## begin Available data
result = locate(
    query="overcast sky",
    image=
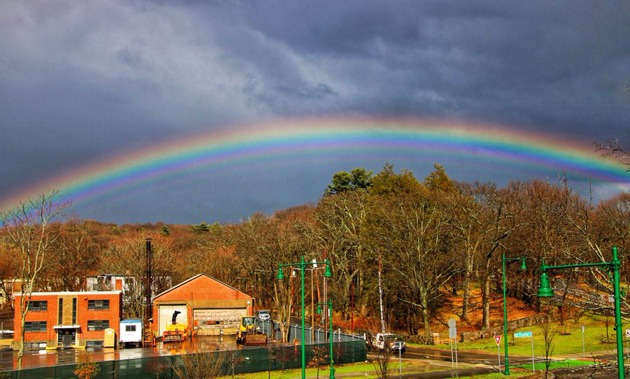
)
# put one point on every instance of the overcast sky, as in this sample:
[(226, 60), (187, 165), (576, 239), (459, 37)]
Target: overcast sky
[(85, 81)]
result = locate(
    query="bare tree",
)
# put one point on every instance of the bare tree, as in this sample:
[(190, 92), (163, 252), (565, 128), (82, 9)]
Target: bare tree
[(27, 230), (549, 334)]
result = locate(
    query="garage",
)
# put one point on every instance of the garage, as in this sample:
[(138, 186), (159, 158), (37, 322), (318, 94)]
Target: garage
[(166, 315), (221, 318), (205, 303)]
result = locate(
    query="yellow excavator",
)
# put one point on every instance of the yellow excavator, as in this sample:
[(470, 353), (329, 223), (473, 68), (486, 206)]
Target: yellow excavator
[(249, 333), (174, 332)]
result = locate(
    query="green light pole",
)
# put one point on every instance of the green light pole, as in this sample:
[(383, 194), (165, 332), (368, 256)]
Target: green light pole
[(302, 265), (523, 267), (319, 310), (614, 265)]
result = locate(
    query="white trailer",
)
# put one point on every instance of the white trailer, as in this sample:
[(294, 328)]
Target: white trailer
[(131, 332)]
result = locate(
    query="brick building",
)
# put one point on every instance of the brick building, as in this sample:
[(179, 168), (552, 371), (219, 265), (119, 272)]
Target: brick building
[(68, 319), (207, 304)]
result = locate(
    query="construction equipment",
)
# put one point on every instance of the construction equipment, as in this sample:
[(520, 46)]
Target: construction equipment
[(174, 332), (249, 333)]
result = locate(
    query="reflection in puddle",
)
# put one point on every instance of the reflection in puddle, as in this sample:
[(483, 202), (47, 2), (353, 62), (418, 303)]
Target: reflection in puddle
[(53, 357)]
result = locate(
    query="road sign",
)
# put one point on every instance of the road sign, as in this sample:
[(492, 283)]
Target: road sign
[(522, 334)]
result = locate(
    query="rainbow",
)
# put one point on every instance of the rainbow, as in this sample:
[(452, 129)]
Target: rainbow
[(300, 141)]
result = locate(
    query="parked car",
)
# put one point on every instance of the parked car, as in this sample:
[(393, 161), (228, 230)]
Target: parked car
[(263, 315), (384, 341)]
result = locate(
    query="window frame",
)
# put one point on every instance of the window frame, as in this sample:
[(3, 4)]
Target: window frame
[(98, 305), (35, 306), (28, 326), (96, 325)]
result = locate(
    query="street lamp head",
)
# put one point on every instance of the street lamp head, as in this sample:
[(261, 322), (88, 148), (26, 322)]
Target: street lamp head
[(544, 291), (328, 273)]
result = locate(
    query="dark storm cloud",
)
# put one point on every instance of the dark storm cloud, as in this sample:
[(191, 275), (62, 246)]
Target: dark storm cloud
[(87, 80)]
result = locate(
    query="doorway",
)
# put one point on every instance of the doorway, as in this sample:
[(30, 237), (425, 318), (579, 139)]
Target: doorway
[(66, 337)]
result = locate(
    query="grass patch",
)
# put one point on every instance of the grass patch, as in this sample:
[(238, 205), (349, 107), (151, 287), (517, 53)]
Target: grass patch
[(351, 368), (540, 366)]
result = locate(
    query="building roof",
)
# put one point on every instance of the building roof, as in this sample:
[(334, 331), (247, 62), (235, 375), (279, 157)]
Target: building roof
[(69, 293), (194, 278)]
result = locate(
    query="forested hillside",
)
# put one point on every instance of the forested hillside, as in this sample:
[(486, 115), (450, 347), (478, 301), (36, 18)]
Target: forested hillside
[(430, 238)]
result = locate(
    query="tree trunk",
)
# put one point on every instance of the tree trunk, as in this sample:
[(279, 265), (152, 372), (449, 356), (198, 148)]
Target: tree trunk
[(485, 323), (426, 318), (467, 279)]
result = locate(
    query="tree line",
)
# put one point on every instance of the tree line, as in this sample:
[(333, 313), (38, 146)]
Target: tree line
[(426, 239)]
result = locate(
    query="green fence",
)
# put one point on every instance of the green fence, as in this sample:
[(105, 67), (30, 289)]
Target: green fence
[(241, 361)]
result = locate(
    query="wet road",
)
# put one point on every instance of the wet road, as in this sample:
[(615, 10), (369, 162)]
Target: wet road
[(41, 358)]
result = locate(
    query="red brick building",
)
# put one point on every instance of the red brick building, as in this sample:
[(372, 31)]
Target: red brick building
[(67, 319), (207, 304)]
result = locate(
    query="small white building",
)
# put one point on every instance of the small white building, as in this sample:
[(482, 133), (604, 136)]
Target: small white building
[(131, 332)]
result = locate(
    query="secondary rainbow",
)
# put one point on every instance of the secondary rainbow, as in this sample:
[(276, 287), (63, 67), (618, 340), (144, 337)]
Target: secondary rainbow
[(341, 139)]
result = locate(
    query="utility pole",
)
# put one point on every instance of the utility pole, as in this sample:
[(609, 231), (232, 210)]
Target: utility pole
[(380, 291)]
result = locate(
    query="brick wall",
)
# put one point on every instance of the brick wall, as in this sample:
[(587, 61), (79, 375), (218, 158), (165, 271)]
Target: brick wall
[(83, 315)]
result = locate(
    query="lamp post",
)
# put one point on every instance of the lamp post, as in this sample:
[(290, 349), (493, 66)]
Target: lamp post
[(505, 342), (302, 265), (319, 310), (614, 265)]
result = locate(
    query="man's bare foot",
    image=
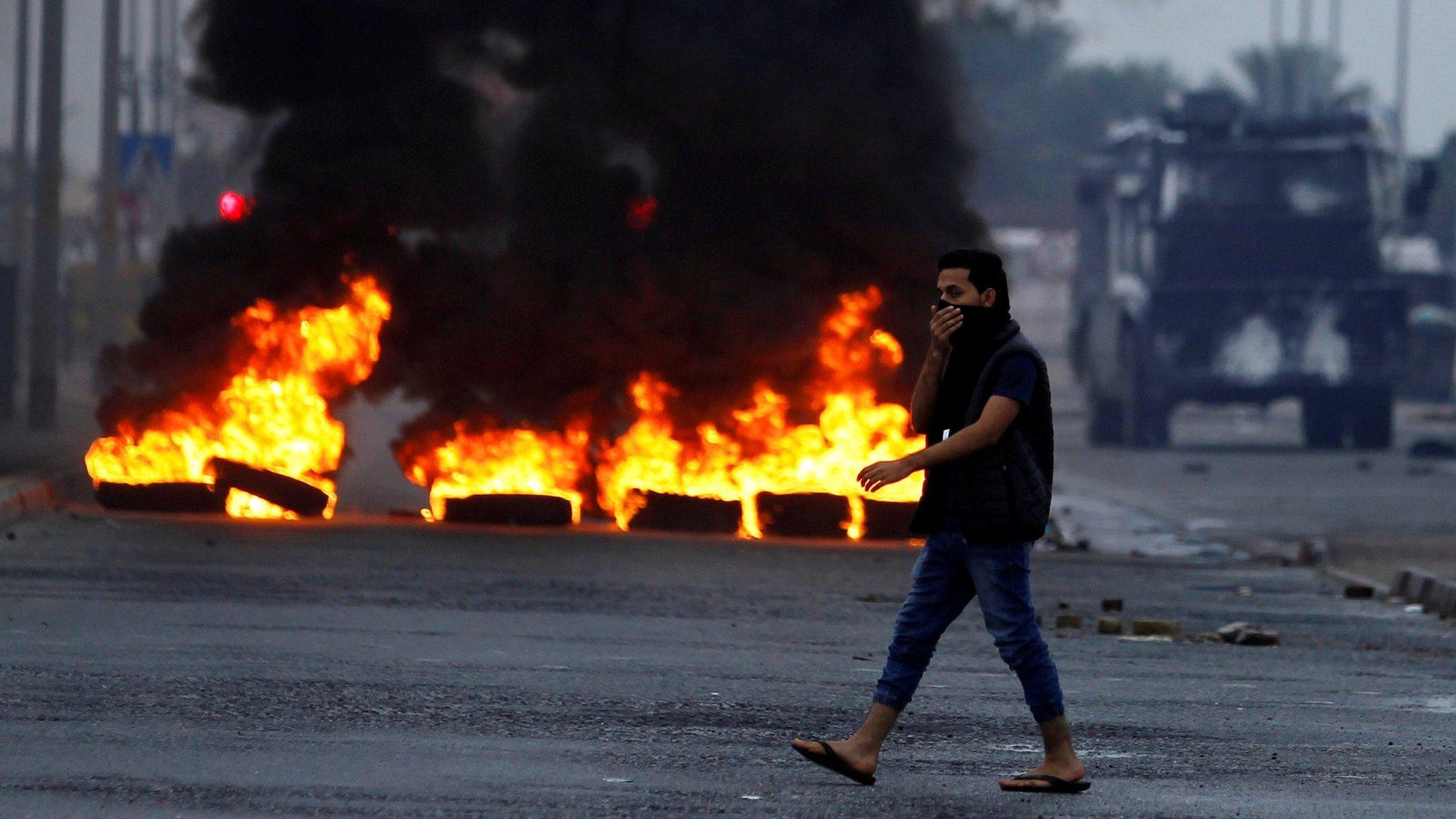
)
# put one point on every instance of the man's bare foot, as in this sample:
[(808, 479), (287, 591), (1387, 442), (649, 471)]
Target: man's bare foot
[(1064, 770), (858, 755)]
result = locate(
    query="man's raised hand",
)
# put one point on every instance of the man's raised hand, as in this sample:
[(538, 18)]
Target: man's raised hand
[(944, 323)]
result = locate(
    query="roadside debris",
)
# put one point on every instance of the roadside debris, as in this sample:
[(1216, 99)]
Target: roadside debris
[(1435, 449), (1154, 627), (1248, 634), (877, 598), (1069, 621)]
## end Available data
## begin Available data
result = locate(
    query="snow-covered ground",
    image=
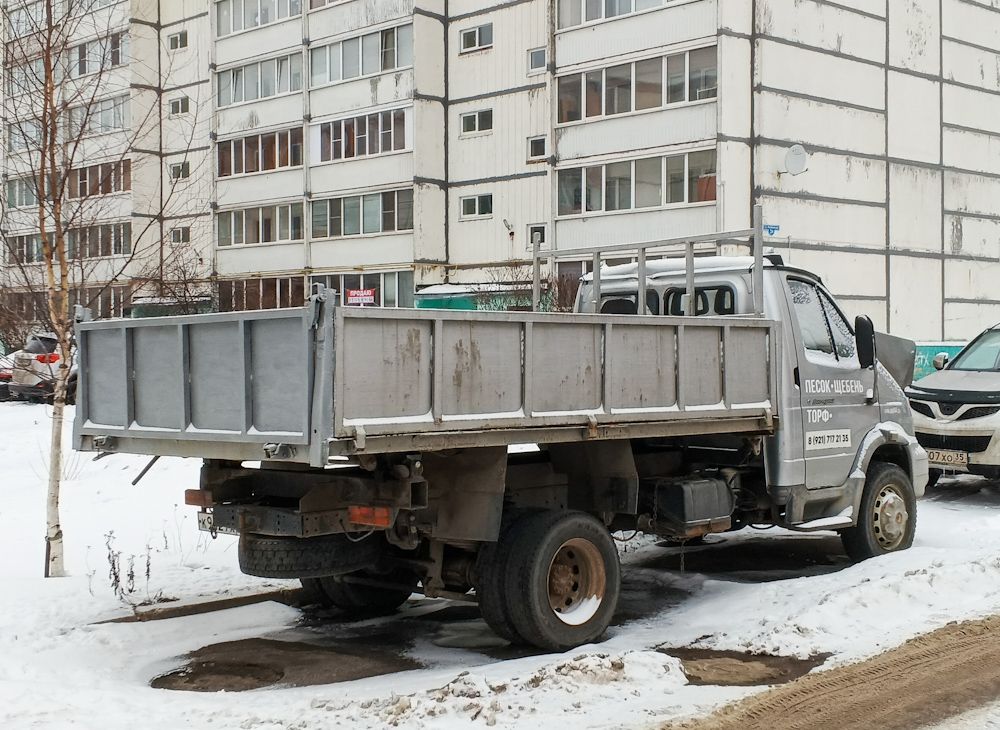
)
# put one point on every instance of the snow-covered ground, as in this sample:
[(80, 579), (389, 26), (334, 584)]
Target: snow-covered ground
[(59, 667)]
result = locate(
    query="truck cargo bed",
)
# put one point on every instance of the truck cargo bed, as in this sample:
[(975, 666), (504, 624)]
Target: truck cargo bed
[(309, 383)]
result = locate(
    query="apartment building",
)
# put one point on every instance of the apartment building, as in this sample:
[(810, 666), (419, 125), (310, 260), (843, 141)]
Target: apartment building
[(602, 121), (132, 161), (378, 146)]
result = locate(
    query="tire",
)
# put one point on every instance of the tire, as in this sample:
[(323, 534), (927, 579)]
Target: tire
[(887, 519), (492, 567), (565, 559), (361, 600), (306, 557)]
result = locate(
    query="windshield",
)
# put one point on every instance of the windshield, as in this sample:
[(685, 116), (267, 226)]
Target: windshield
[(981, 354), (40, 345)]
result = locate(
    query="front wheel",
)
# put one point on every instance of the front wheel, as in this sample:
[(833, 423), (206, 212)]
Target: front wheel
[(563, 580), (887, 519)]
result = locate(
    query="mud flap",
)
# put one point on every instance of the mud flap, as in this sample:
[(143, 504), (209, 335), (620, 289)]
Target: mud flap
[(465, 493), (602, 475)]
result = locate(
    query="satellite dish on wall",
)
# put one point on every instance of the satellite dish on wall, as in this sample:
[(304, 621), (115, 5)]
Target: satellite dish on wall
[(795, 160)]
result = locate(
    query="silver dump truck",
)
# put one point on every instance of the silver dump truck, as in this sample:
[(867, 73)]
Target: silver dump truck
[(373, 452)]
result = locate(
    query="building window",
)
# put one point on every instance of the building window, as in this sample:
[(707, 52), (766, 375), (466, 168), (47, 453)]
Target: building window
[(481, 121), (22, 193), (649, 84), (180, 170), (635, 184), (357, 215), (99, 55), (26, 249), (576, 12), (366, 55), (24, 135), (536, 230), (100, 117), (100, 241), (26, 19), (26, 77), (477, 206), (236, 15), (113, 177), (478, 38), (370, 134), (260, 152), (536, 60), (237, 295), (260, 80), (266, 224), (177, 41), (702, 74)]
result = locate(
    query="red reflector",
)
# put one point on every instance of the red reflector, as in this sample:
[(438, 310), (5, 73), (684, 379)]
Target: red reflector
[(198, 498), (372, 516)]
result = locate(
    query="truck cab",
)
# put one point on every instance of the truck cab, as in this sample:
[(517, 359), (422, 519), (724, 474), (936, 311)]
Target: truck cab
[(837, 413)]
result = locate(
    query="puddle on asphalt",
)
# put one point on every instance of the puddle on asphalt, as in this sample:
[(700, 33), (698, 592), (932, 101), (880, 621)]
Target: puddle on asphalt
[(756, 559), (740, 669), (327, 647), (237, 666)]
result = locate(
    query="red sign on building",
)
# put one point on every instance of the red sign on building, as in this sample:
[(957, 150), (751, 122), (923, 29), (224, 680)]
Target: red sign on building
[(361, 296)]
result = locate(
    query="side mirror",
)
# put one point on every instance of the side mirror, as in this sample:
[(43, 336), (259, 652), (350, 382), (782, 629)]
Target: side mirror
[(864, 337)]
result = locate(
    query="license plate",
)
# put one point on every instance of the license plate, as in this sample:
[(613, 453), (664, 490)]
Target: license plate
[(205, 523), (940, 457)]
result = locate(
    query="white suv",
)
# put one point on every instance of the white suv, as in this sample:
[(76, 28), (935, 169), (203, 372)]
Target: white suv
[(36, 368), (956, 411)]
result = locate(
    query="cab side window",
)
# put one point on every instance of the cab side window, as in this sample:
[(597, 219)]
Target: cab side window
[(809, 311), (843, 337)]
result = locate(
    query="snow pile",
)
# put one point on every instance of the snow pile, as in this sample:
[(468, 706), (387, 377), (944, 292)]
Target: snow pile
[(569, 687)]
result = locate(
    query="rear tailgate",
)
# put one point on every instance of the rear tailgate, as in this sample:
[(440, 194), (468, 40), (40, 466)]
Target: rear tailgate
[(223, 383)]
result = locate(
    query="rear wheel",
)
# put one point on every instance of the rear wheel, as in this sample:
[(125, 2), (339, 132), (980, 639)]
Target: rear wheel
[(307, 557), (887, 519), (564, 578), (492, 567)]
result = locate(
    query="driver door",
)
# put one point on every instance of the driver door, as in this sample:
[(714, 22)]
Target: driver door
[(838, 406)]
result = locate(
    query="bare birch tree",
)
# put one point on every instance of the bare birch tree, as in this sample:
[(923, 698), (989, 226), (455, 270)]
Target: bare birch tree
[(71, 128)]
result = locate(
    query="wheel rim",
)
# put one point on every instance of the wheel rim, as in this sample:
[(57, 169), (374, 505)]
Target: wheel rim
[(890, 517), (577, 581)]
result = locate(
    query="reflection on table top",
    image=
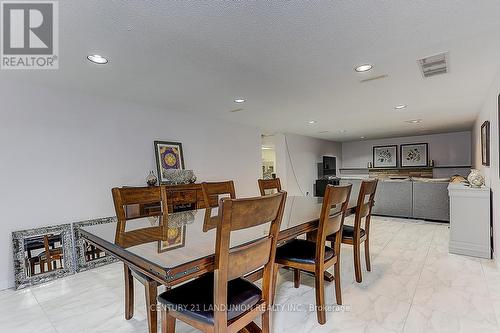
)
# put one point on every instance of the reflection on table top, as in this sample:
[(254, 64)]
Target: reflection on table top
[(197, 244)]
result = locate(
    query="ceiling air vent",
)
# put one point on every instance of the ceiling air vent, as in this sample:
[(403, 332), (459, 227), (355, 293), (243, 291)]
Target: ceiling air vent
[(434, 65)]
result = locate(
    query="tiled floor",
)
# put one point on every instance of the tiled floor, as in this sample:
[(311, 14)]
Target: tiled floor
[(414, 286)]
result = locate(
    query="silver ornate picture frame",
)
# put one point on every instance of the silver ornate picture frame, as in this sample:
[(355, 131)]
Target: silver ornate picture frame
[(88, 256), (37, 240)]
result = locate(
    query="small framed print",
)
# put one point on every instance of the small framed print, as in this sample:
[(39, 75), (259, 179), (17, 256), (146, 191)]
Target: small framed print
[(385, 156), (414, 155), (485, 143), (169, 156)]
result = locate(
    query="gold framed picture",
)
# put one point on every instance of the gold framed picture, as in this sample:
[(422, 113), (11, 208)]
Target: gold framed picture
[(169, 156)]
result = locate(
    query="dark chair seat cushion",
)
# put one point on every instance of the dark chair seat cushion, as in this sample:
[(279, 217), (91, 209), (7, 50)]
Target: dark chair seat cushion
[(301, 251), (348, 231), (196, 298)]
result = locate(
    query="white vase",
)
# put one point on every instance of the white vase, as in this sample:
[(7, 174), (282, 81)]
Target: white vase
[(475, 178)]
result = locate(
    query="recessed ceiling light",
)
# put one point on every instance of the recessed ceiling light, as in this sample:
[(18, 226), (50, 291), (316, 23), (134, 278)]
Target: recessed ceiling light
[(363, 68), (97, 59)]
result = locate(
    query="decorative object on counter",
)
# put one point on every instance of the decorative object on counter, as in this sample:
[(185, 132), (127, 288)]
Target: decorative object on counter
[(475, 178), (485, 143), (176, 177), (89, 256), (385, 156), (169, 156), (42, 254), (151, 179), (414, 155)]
## end Available data
■ What needs to be done: Return every line in the two blocks above that contains the string "dish". Case counts.

■ Completed task:
    query="satellite dish on wall",
# put one point on every instance of the satellite dish on wall, as in this sample:
Target: satellite dish on wall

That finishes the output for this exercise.